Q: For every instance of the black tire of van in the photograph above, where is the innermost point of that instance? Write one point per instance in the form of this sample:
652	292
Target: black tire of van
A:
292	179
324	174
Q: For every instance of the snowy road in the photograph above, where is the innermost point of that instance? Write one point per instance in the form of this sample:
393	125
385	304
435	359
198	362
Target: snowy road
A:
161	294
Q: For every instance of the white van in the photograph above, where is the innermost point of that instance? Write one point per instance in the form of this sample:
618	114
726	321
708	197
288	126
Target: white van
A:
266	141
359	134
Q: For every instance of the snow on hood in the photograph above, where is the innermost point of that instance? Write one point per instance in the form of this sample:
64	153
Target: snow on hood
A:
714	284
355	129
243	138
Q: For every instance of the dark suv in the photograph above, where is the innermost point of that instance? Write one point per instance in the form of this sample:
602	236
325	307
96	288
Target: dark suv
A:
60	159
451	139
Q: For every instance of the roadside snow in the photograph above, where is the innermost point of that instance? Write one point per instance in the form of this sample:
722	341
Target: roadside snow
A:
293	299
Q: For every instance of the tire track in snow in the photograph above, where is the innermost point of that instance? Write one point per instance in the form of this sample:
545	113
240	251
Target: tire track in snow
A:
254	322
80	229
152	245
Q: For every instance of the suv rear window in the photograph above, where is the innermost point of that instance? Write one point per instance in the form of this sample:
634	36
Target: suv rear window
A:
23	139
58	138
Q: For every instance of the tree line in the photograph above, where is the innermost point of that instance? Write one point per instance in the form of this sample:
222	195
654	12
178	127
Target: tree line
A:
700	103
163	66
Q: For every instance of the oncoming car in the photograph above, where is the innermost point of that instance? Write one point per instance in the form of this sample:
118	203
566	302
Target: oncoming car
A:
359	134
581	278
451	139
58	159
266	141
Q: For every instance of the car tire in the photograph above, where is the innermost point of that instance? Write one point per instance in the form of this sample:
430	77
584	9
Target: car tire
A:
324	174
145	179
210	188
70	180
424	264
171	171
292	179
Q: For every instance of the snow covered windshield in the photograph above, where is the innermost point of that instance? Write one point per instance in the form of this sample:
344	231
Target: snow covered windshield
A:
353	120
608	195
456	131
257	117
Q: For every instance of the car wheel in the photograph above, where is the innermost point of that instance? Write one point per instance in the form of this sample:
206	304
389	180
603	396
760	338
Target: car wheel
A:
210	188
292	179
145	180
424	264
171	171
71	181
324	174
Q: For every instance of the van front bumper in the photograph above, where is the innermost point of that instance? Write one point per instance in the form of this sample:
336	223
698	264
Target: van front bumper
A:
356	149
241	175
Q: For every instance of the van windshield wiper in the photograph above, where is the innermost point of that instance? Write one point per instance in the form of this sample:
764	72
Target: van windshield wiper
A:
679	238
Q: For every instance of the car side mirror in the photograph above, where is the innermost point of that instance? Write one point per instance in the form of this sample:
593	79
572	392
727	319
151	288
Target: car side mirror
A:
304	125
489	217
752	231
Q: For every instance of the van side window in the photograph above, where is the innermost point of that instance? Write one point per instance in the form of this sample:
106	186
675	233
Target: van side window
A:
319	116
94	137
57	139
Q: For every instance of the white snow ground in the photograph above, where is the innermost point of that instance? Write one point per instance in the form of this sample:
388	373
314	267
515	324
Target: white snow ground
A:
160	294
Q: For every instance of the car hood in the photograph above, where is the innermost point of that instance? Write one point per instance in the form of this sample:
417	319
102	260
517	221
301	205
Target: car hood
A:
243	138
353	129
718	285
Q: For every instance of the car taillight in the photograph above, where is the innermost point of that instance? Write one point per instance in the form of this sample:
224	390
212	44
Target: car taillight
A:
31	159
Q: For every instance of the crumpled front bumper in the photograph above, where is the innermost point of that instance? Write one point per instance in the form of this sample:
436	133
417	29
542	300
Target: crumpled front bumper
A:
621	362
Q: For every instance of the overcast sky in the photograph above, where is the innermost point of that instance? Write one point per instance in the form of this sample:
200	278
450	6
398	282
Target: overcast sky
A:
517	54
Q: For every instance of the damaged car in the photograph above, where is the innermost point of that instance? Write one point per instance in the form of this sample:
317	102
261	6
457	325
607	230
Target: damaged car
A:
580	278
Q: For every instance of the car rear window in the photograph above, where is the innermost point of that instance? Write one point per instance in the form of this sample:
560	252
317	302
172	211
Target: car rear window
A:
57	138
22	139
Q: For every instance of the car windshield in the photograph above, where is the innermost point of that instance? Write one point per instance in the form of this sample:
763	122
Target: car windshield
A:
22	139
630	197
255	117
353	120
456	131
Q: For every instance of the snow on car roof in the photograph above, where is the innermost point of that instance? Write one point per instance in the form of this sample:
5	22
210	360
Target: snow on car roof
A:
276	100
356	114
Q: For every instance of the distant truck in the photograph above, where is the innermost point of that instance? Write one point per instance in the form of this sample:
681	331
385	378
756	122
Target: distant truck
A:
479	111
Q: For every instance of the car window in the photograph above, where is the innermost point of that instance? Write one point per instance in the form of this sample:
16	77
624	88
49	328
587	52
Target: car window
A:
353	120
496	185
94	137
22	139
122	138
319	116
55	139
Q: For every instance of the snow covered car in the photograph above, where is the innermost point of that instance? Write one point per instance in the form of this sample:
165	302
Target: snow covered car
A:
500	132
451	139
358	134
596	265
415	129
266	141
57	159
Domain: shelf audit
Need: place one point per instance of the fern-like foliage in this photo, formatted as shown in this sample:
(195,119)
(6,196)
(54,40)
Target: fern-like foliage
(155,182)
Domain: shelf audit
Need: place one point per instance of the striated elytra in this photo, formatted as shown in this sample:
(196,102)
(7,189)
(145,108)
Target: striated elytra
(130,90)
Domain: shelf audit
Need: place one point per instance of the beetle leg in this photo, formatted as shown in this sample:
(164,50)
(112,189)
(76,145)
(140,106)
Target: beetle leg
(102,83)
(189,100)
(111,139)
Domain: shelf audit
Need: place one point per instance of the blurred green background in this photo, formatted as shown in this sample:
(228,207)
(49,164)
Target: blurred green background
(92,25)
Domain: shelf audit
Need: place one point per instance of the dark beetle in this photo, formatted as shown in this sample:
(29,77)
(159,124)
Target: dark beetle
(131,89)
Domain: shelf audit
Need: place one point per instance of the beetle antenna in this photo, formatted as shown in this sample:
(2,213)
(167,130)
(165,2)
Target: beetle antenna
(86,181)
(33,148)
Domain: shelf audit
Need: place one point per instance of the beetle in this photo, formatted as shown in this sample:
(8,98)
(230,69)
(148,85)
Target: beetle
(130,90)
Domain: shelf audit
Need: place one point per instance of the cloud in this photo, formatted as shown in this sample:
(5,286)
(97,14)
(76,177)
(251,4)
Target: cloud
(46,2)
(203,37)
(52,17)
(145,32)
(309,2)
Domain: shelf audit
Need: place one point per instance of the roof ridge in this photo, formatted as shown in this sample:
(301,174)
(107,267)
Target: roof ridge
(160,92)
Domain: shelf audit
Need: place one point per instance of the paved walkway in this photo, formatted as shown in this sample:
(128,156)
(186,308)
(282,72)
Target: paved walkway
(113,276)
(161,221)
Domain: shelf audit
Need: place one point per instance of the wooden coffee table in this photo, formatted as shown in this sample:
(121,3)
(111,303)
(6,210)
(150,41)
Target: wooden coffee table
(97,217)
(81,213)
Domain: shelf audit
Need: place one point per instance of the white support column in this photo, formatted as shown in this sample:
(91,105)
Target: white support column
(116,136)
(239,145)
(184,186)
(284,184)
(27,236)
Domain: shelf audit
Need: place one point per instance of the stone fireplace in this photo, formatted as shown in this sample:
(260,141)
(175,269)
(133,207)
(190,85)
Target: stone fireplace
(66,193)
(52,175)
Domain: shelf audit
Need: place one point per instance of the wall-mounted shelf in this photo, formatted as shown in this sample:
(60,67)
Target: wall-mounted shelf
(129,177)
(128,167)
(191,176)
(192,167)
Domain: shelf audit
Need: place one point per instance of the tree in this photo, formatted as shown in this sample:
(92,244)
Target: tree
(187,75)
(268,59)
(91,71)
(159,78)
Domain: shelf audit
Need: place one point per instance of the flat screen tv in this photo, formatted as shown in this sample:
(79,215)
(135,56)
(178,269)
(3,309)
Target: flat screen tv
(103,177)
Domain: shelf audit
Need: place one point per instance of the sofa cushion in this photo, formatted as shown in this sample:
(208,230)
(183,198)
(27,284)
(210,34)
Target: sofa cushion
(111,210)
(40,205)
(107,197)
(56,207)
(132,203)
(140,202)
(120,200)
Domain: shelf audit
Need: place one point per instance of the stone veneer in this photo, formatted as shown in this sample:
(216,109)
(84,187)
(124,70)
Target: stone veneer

What this task involves:
Pull out every line of the records that includes the string "damaged".

Exercise answer:
Q: For every instance of the damaged car in the photograph above, where is the innermost point of that instance? Write one point per instance in the form of this sample:
Target: damaged car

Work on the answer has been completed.